Money Changers dismissed from the Temple (in Scotland and Wales) 2007

Here are some quotes from One Wales, the policy statement agreed by Wales Labour and Plaid Cymru in the new government of the Wales Assembly:

“We firmly reject the privatisation of NHS services or the organisation of such services on market models. We will guarantee public ownership, public funding and public control …We are resolved to keeping the NHS publicly owned, funded and managed… We will move purposefully to end the internal market…We will eliminate the use of private sector hospitals by the NHS in Wales by 2011…We will rule out the use of Private Finance Initiative in the Welsh health service…We will end competitive tendering for NHS cleaning contracts…We will maintain free prescriptions…We will build on existing workforce plans to include all care staff, with a strong emphasis on work-based training to enable individuals to gain qualifications on the basis of their practical skills and to develop those skills further… “

And so on. If Rhodri Morgan had gone into the recent Wales Assembly elections with this programme, and if Tony Blair had not invited himself to come and blight its campaign in the eyes of Welsh voters, Labour might still have a majority. But then we wouldn’t have entered this exciting period of new opportunity, bringing together the real socialists to be found both in both parties, Labour and Plaid. This has thrown some of their more fossilised members and more lickspittle MPs into confusion.

Something similar is happening in Scotland, where the SNP’s new health minister Nicola Sturgeon told the NHS Confederation annual conference:

“Before the election, a poll showed that voters’ top concern was of creeping privatisation of schools and hospitals. The Scottish public expects public money to support public services rather than the private sector. They believe that public services should be delivered by public servants…We reject the very idea that markets in healthcare are the route to improvement. We believe, instead, that it comes through the collective energy and ideas of committed staff, working with patients, and the communities they serve.”

The Labour-Liberal Democrat government in Scotland had already ended the purchaser-provider split, the foundation on which all plans for NHS privatisation rest, but still loudly proclaiming loyalty to Blair and all his works. So, as in Wales, Labour’s traditional voters were determined to teach its representatives a lesson. Proportional representation helped them to do so without handing power to their oldest enemy, the Conservative Party. One party rule is finished in Celtic Britain, and good riddance to it.

Meanwhile, the NHS in England is falling apart. The promise of greater efficiency has not been delivered. The profitable procedures contracted out to private companies have not been profitable enough to satisfy investors, and even after trebling NHS spending, there’s not enough left to pay for the unprofitable emergency and chronic care which the NHS will never be able to evade. A new study by the NHS Commercial Directorate shows that private sector hopes are receding. For the NHS to attract the big multinational corporations Blair wanted, between 450,000 and 500,000 procedures needed to be contracted out from the NHS each year. Even if contracts still under negotiation are included, this figure now seems unlikely to reach even 300,000. This is because most doctors and most patients want to use the local NHS hospitals they know and which operate as public services, not what many see as slick new operators working for profit.

New Labour’s electorally disastrous policy of privatising public services won’t go away by itself. Desperately trying to hang on to private investors with growing doubts about quick profit from this field, government is now subsidising bidders. A disappointed bidder for a Private Finance Initiative contract for work on two hospitals for the North Bristol Trust complained the company would lose millions already spent in preparing its bid. Interviewed by the journal Health Matters, a spokesperson for the Trust said compensation around £6m was being considered to offset this loss. Interest in PFI has been declining steadily over the past three years for similar reasons. To maintain this originally Conservative policy, government must steadily shift the financial risks of competitive investment away from investors back to the taxpayer. This will continue until the policy itself is abandoned.

Wales and Scotland are showing that marketisation of health care and education was not just unprincipled, for leaders who claimed to be socialists, but grossly inefficient, because it assumes that the only reason anyone does anything is to make more money for themselves. This is insulting and demoralising to health workers and teachers. At its worst, it becomes a self-fulfilling prophecy. Above all, it ignores the huge, still largely unused, contributions to health and education which can be made by patients and students themselves, once they feel that these services belong to us all, rather than to remote officials from some other planet. We know this is true, because we see it every day, in the NHS and in schools and universities still struggling to uphold the spirit of public service. In this respect, Wales and Scotland, with their loosened-up parties and politics, promise to become liberated areas. When will England follow?

========

=== Tasks ===
a) Answer from the text on NHS policy:
(i) By what year does One Wales say the NHS in Wales will stop using private sector hospitals?
(ii) Who is named as the SNP's new health minister in Scotland?
(iii) What amount of compensation was being considered for the disappointed bidder on the North Bristol Trust contract?
b) Edit the text on NHS policy between "The Labour-Liberal Democrat" and "riddance to it.", inclusive, replacing "the Conservative Party" with "the Tory Party".
The material here comes from a separate source and is not connected to the text on NHS policy.

=== Given records ===

========

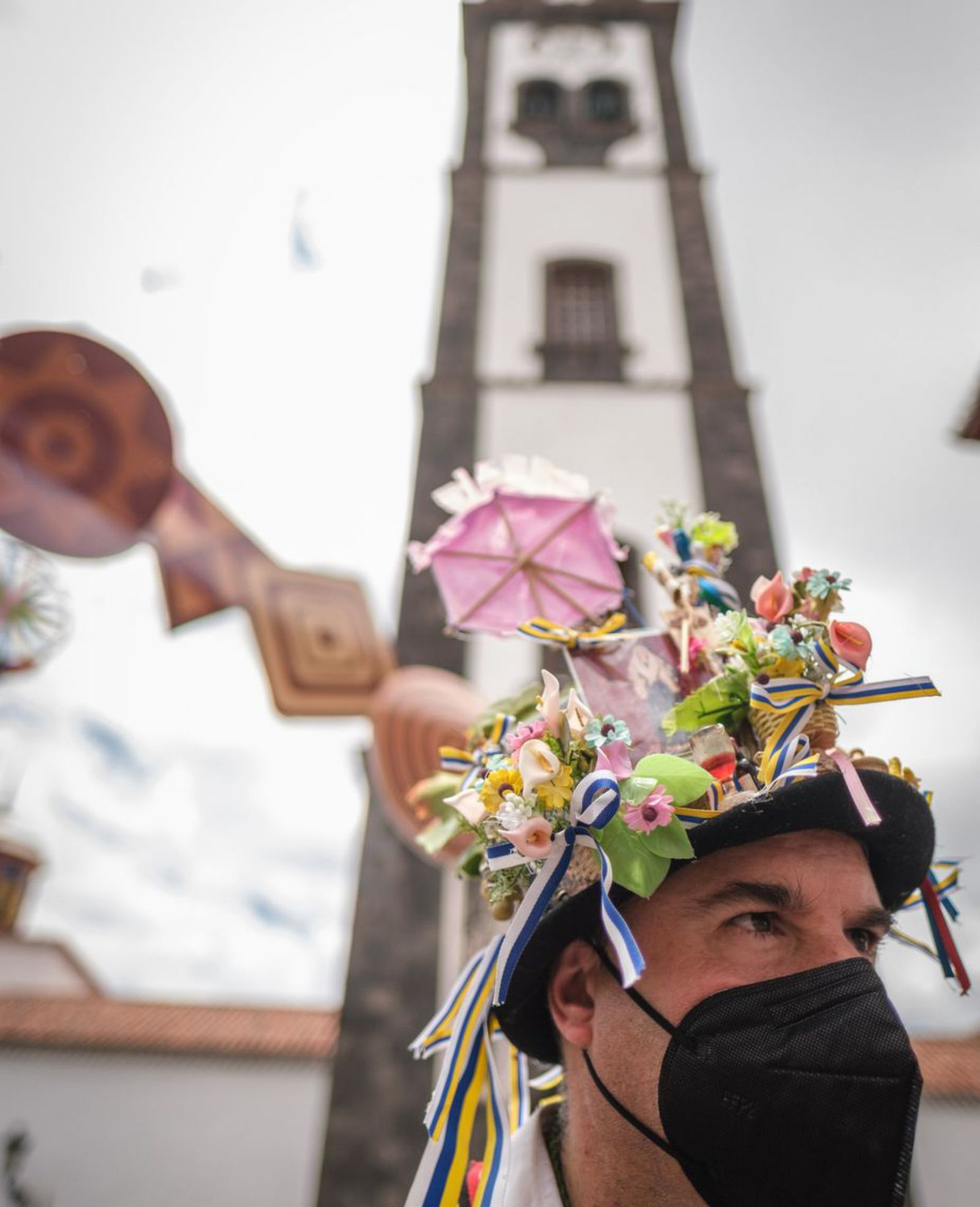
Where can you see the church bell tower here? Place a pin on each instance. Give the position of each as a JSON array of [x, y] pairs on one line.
[[581, 320]]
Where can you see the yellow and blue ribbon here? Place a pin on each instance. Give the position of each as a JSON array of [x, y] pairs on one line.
[[594, 804], [466, 1029], [793, 699], [547, 632], [471, 764]]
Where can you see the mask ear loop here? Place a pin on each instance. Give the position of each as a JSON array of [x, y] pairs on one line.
[[649, 1132], [620, 1110], [645, 1005]]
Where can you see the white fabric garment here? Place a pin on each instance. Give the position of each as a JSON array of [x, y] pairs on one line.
[[530, 1179]]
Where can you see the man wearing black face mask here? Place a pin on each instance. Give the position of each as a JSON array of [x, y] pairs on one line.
[[757, 1062], [771, 912], [692, 934]]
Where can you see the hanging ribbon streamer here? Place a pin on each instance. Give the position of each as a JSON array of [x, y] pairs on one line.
[[471, 764], [547, 632], [467, 1029], [945, 880], [594, 804], [549, 1084], [945, 874], [945, 947], [793, 700]]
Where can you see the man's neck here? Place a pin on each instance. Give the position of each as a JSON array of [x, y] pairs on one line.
[[605, 1163]]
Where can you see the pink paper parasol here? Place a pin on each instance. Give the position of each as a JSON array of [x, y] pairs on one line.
[[516, 556]]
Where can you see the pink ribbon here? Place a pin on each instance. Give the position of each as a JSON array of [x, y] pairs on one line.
[[869, 815]]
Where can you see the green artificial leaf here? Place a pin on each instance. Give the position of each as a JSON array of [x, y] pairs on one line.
[[523, 706], [711, 529], [435, 792], [440, 832], [636, 790], [635, 865], [720, 702], [671, 841], [682, 779], [470, 861]]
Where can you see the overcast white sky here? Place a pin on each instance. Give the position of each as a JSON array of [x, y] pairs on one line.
[[198, 845]]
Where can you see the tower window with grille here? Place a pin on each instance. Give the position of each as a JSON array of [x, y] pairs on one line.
[[582, 341], [606, 102], [540, 100]]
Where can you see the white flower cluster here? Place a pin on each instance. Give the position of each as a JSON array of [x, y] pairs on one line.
[[513, 812]]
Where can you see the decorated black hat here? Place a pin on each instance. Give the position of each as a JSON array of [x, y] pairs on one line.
[[717, 728]]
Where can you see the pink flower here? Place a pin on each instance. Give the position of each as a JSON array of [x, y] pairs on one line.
[[655, 810], [526, 733], [773, 598], [531, 838], [614, 759], [851, 643]]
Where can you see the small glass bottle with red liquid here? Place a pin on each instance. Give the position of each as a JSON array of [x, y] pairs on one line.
[[715, 751]]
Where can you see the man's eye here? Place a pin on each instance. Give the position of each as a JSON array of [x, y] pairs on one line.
[[865, 942], [756, 924]]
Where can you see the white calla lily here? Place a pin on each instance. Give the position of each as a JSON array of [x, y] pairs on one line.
[[537, 763], [469, 805], [577, 716], [549, 703]]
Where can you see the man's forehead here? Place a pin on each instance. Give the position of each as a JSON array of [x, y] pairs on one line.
[[820, 857]]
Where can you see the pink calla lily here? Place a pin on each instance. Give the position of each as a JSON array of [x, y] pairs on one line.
[[614, 759], [851, 643], [773, 598]]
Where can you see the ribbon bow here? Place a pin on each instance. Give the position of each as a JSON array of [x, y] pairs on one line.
[[793, 699], [594, 804], [540, 629], [470, 764], [467, 1027]]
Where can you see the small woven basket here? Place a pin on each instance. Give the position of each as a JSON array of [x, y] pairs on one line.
[[822, 728]]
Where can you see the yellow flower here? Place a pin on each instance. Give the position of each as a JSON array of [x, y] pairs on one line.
[[554, 793], [499, 782]]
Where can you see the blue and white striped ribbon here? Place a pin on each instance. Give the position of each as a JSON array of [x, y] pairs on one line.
[[594, 804]]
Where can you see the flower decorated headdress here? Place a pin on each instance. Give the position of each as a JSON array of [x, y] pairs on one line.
[[564, 808]]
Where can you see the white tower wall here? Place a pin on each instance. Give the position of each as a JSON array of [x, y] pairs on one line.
[[635, 437]]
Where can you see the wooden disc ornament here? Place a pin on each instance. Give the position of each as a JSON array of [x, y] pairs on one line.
[[86, 452], [415, 711]]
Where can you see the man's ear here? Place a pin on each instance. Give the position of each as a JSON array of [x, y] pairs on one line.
[[570, 994]]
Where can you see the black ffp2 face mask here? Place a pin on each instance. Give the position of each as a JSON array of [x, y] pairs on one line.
[[801, 1091]]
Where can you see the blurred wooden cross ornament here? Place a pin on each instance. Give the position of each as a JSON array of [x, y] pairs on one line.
[[87, 470]]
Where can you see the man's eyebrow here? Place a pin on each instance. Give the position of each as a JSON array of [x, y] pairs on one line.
[[755, 892], [874, 919]]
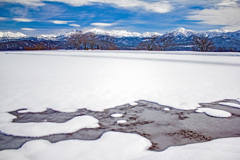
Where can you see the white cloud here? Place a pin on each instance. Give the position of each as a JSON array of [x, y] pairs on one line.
[[74, 25], [225, 13], [60, 22], [28, 29], [23, 20], [3, 18], [101, 24], [161, 6], [26, 2]]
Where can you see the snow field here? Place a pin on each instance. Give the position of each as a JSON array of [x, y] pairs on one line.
[[230, 104], [48, 128], [119, 146], [96, 80], [214, 112], [68, 80], [117, 115]]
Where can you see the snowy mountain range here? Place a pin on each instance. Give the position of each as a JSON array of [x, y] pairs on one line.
[[124, 39]]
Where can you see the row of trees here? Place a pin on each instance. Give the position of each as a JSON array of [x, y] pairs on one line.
[[161, 43], [80, 40], [90, 40]]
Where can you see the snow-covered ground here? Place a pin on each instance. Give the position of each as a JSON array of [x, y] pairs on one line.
[[96, 80]]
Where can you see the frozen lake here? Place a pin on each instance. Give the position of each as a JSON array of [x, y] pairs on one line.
[[97, 80]]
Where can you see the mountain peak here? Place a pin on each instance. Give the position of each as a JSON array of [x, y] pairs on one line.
[[182, 31], [12, 35]]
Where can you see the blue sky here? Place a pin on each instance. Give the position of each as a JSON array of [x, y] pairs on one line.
[[34, 17]]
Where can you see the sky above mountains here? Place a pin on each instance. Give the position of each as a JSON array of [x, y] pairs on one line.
[[56, 16]]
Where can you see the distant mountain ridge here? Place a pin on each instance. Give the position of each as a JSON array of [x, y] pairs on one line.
[[227, 41]]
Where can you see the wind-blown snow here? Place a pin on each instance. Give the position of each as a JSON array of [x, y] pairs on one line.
[[214, 112], [48, 128], [117, 115], [122, 121], [230, 104], [122, 146], [97, 80]]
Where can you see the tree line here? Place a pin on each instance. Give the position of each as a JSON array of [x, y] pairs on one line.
[[85, 41], [92, 41]]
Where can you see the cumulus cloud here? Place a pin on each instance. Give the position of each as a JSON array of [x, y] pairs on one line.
[[26, 2], [161, 6], [23, 20], [60, 22], [74, 25], [28, 29], [225, 13], [102, 24], [3, 18]]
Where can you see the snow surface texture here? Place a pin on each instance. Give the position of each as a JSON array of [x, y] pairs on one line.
[[48, 128], [116, 115], [121, 121], [97, 80], [214, 112], [230, 104], [122, 146]]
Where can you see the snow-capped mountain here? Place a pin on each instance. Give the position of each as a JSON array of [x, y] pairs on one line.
[[183, 32], [12, 35], [122, 33], [227, 41]]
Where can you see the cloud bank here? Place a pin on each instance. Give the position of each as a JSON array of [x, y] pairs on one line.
[[161, 6], [225, 13]]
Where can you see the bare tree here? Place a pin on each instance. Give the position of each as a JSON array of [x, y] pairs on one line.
[[165, 41], [157, 42], [202, 44], [107, 42], [76, 39], [148, 44], [91, 39]]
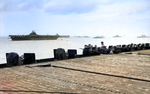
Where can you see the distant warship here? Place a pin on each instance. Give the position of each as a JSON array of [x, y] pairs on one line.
[[143, 36], [99, 37], [116, 36], [33, 36]]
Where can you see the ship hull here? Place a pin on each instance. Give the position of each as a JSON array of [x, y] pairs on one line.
[[37, 37]]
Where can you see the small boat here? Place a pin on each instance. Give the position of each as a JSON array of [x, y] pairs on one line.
[[99, 37], [33, 36], [116, 36], [143, 36]]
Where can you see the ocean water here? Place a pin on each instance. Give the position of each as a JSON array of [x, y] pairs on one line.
[[44, 48]]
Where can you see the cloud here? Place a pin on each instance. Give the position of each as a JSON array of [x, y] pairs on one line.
[[69, 7]]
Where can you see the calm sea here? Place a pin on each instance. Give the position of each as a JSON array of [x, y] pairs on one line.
[[44, 48]]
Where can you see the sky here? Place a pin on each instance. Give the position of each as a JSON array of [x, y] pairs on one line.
[[75, 17]]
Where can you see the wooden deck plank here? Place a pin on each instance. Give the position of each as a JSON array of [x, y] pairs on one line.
[[105, 74]]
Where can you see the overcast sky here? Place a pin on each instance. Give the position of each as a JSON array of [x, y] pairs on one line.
[[75, 17]]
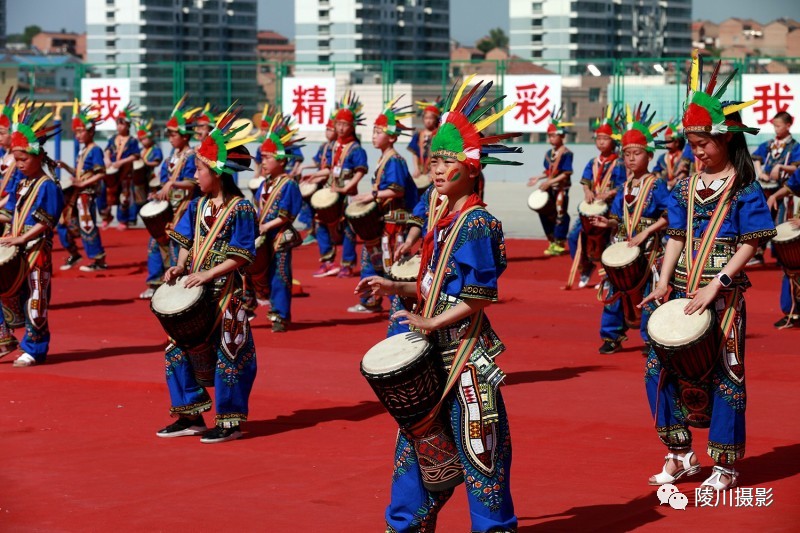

========

=== Solutions for each task ===
a)
(i) 2011
(ii) Nicola Sturgeon
(iii) Around £6m

b)
The Labour-Liberal Democrat government in Scotland had already ended the purchaser-provider split, the foundation on which all plans for NHS privatisation rest, but still loudly proclaiming loyalty to Blair and all his works. So, as in Wales, Labour’s traditional voters were determined to teach its representatives a lesson. Proportional representation helped them to do so without handing power to their oldest enemy, the Tory Party. One party rule is finished in Celtic Britain, and good riddance to it.